**Task directions**: Repeat the records below word for word and omit each image.

________________________________________

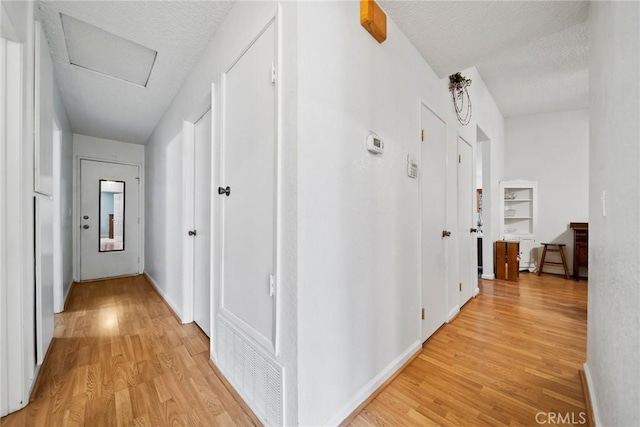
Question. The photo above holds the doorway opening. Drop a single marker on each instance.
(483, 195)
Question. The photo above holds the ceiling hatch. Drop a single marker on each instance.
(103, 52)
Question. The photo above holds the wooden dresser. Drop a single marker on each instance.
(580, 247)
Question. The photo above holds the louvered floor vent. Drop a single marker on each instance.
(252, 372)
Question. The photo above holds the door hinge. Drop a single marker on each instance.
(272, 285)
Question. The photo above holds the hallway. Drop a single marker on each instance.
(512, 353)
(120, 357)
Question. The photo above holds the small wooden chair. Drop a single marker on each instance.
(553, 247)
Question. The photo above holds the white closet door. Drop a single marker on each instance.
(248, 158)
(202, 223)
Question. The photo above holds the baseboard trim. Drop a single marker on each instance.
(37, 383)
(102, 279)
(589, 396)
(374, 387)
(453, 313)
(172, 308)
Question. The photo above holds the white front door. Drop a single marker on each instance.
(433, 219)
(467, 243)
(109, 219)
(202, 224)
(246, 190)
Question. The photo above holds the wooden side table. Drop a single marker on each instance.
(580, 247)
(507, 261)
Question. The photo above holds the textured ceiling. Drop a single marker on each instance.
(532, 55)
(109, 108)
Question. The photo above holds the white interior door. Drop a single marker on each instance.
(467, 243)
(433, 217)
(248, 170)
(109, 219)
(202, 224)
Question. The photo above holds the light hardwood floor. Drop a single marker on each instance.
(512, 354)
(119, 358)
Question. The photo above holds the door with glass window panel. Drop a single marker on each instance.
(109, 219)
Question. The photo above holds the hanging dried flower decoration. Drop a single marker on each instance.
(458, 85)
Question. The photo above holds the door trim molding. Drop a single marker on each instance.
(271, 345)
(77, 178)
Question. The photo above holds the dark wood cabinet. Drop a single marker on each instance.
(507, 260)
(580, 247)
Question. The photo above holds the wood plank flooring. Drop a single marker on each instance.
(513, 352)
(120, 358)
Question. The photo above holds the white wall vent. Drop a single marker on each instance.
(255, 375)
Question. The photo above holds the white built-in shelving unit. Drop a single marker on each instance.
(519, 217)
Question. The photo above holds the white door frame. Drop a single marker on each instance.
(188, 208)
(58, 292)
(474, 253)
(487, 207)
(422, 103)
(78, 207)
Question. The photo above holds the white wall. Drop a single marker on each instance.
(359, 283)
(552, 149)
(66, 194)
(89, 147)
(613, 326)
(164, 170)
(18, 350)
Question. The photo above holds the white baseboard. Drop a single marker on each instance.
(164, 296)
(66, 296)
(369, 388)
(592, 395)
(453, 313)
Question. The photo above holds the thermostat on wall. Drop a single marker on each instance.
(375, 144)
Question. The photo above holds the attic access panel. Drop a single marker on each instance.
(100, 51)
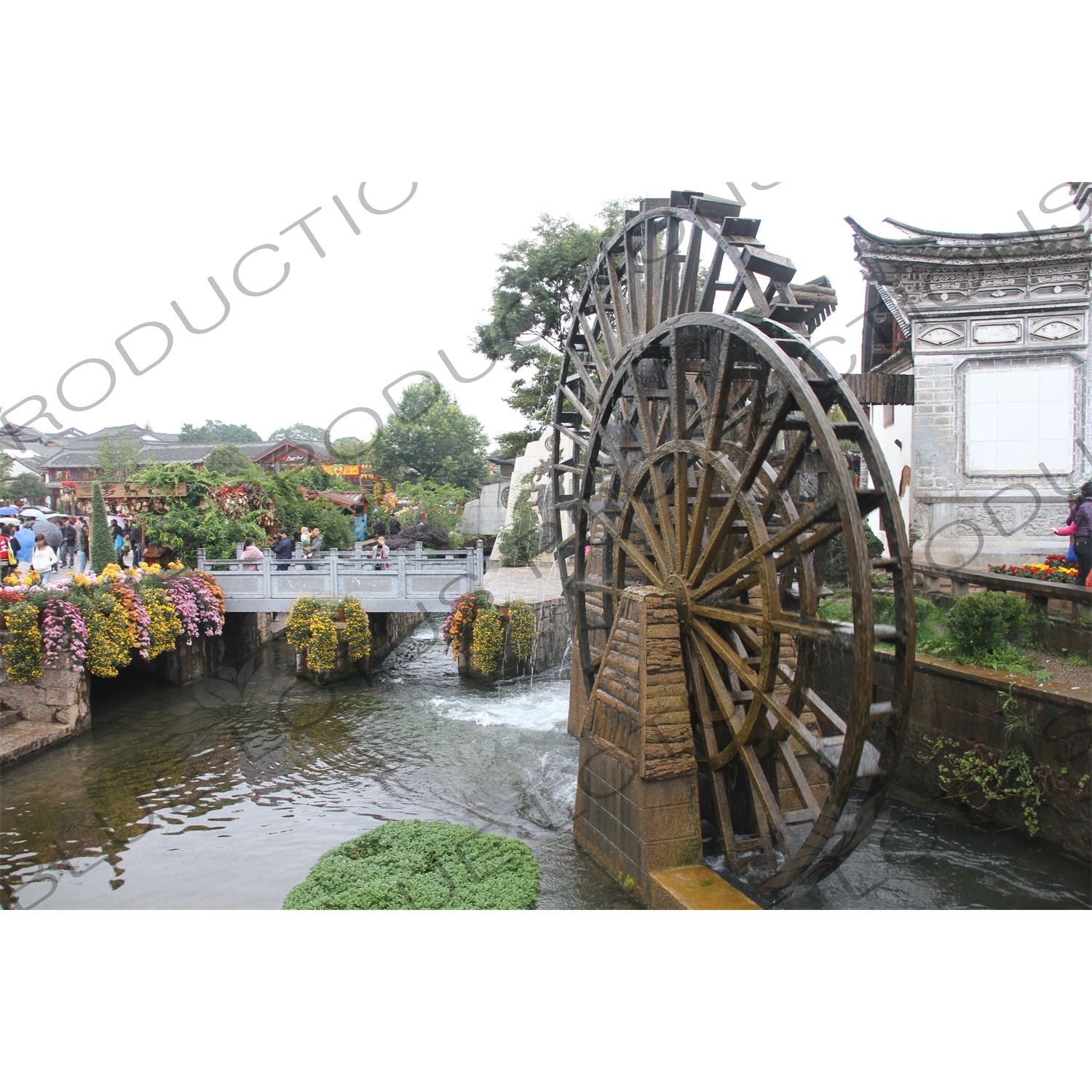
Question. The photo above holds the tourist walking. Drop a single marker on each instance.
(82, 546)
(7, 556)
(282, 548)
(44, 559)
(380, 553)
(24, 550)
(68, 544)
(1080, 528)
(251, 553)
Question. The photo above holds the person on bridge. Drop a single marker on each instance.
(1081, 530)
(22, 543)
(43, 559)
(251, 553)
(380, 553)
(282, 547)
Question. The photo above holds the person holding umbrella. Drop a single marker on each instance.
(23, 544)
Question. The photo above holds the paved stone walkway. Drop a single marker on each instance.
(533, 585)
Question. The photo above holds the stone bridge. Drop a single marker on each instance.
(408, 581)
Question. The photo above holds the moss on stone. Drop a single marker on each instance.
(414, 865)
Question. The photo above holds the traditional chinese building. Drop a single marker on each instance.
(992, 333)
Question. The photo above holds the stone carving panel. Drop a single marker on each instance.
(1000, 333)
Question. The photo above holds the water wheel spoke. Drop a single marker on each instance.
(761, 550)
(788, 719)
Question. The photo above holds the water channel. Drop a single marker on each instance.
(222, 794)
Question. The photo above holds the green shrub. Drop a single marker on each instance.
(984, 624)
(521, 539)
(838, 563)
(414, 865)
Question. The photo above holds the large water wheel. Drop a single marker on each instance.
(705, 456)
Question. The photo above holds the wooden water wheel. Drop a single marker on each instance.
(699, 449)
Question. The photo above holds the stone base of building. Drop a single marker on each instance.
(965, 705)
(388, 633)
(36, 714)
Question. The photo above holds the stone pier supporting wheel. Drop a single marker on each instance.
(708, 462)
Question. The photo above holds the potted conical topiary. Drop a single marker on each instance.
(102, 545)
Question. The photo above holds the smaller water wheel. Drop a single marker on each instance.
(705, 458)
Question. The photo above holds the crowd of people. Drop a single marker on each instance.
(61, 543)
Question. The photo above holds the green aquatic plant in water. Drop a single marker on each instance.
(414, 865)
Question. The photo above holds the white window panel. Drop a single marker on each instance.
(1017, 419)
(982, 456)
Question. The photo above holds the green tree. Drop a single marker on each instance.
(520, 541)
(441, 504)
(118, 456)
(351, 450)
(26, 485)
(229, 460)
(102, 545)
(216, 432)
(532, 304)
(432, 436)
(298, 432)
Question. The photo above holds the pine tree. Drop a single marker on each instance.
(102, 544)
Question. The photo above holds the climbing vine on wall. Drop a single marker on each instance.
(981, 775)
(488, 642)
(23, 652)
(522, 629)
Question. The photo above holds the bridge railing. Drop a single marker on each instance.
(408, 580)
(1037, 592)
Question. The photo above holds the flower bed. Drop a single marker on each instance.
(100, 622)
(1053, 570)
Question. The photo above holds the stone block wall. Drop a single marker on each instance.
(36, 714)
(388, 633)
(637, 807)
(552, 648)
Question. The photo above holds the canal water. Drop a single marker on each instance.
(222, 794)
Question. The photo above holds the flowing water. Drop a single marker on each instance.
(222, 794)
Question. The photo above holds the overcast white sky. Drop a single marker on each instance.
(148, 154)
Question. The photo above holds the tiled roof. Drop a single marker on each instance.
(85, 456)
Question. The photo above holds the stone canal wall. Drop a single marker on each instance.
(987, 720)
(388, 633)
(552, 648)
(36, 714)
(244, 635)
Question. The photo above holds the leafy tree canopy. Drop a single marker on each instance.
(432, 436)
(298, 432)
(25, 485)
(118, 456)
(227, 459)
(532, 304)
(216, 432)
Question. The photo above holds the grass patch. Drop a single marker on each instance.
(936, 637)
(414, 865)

________________________________________

**Result for this task**:
Question. The photo above holds the doorway opening. Drop a single marker on each instance.
(483, 195)
Question. The photo above holds the ceiling hatch. Drop a single marker on each instance.
(103, 52)
Question. The photo above holds the wooden dresser. Drop a single marker on each instance.
(580, 247)
Question. The photo above holds the louvered floor vent. Drop a single marker on each instance.
(252, 372)
Question. The photo above holds the door hinge. Drop a single marker on each instance.
(272, 285)
Question. The photo above holds the hallway. Drop a single marker on each instance.
(512, 353)
(120, 357)
Question. The photo above holds the small wooden chair. Drop a single marker on each instance.
(553, 247)
Question. The photo above holds the white closet door. Drop a single marker on each instance.
(248, 158)
(202, 223)
Question. The photo above holds the baseboard trim. Drop a single marker on each instance.
(37, 383)
(102, 279)
(589, 396)
(374, 387)
(453, 313)
(172, 308)
Question. The photo above holds the white front door. Drop a single marker on each instance.
(433, 219)
(467, 243)
(109, 219)
(202, 224)
(246, 190)
Question. The photo above holds the wooden side table. Drop a single marker on each instance.
(580, 247)
(507, 261)
Question. The photo above holds the textured ceiling. Drop a single marker on each instance.
(532, 55)
(109, 108)
Question. The photo above holds the white interior door. Drop a single marker on each instance.
(467, 243)
(433, 217)
(248, 170)
(109, 219)
(202, 224)
Question. The photo above holds the light hardwood floor. Drop a single marker on each instance.
(512, 354)
(119, 358)
Question. The photo above holds the door with glass window panel. Drop a single marker on each instance.
(109, 219)
Question. The photo above holds the hanging dried flower decoration. Drop a single marker on each instance.
(458, 85)
Question. The photo above holds the door trim molding. Drop a single marker on each instance.
(271, 345)
(77, 178)
Question. The photo above holds the dark wood cabinet. Drop a single marker on each instance.
(507, 260)
(580, 247)
Question. The photo above holds the wood plank flooring. Drop a single marker on each instance.
(513, 352)
(120, 358)
Question. The photo above holds the white wall vent. Drop a single marker on each instance.
(255, 375)
Question. The photo above holds the white built-in shelving unit. Drop a single marker on each instance.
(519, 217)
Question. The photo above holds the white door frame. Drop a single marker on each instance.
(188, 208)
(58, 292)
(474, 253)
(487, 207)
(422, 103)
(78, 207)
Question. The photo above holds the white wall. Drop a single marker on each instance.
(359, 283)
(552, 149)
(66, 194)
(89, 147)
(613, 326)
(164, 170)
(18, 350)
Question. The photo above holds the white baseboard. Drop a single marker on each instance.
(164, 296)
(66, 296)
(369, 388)
(592, 395)
(453, 313)
Question. The photo above holds the thermostat on wall. Drop a single marker on each instance.
(375, 144)
Question. The photo above holds the attic access panel. Drop a single marker on each instance.
(100, 51)
Question. The photo above holds the tourist walking. Drop a single marker on each instance.
(82, 546)
(7, 556)
(282, 548)
(44, 559)
(380, 553)
(24, 550)
(68, 544)
(1080, 528)
(251, 553)
Question. The photo above holds the person on bridge. Drop a single marker on each instance.
(1081, 530)
(22, 543)
(43, 559)
(251, 553)
(380, 553)
(282, 547)
Question. The photo above holds the person holding umbrella. Drop a single marker on each instance.
(23, 544)
Question. The photo above holds the paved stone walkway. Drop a single marker on each instance.
(533, 585)
Question. The photo above holds the stone bridge. Drop a single marker on each instance.
(408, 581)
Question. The photo above holds the moss on stone. Drop a single marker on each instance.
(414, 865)
Question. The photo above holds the traditional chinese building. Drop a single marker on each instance.
(992, 333)
Question. The photo above holds the stone carving panel. Drop a single marker on each instance.
(1000, 333)
Question. The photo above holds the water wheel spoke. Drop a single marker on each instance.
(761, 550)
(788, 719)
Question. The photo above holds the water channel. Drop a single marker on each instance.
(222, 794)
Question. The photo above holds the green shrub. Drop a single marker on each instance.
(984, 624)
(521, 539)
(838, 563)
(414, 865)
Question. The photo above holds the large water wheel. Drop a single marker on each instance.
(705, 456)
Question. The photo above holds the wooden water wheel. Drop a single marker on each instance.
(699, 449)
Question. The photo above holds the stone base of building. Drop a single marker on each instance.
(965, 705)
(388, 633)
(36, 714)
Question. The photo above holds the stone pier supporting wheel. Drop a single marker on each instance.
(708, 462)
Question. The photo above holds the potted conical topiary. Drop a single marker on each instance.
(102, 545)
Question. The photo above holds the smaller water wheel. Drop a single marker on each instance.
(705, 458)
Question. The photo above holds the crowd of people. Drop a single marker on each instance.
(61, 543)
Question. The photo above holds the green aquatic plant in water. Drop a single marker on each instance.
(414, 865)
Question. The photo above holds the white window panel. Drop a single marker on each instance.
(1017, 419)
(982, 456)
Question. The photo above holds the green tree. Drop a single marker on each instance.
(520, 541)
(441, 504)
(118, 456)
(351, 450)
(26, 485)
(229, 460)
(102, 545)
(216, 432)
(532, 304)
(432, 436)
(298, 432)
Question. The photo above holds the pine tree. Drop a single marker on each instance.
(102, 544)
Question. The photo above holds the climbing vine on wall. Drop a single marker on each instance.
(981, 775)
(488, 642)
(23, 652)
(522, 629)
Question. The photo above holds the bridge railing. Drop a single marker on each instance.
(408, 580)
(1037, 592)
Question. The photo above holds the flower bed. Drop a single marker on each instance.
(100, 622)
(1053, 570)
Question. The photo above holds the stone block wall. Drop a single marker on each instance.
(36, 714)
(388, 633)
(637, 807)
(552, 648)
Question. The photo above holds the canal water. Drop a single marker on each instance.
(222, 794)
Question. The photo above holds the flowing water. Drop a single marker on each instance.
(222, 794)
Question. The photo above holds the overcast white sky. Drop a single marker on each instance.
(148, 154)
Question. The photo above holds the tiled roof. Drop a single marker on each instance.
(85, 456)
Question. The photo above holds the stone canal wall. Drop a single marker on each instance.
(987, 720)
(388, 633)
(552, 648)
(36, 714)
(244, 635)
Question. The photo above holds the leafy tree canopy. Drop a single marker on each instance.
(432, 436)
(298, 432)
(25, 485)
(118, 456)
(227, 459)
(532, 304)
(216, 432)
Question. The photo above holds the grass patch. Drop a single marker on each instance.
(936, 637)
(414, 865)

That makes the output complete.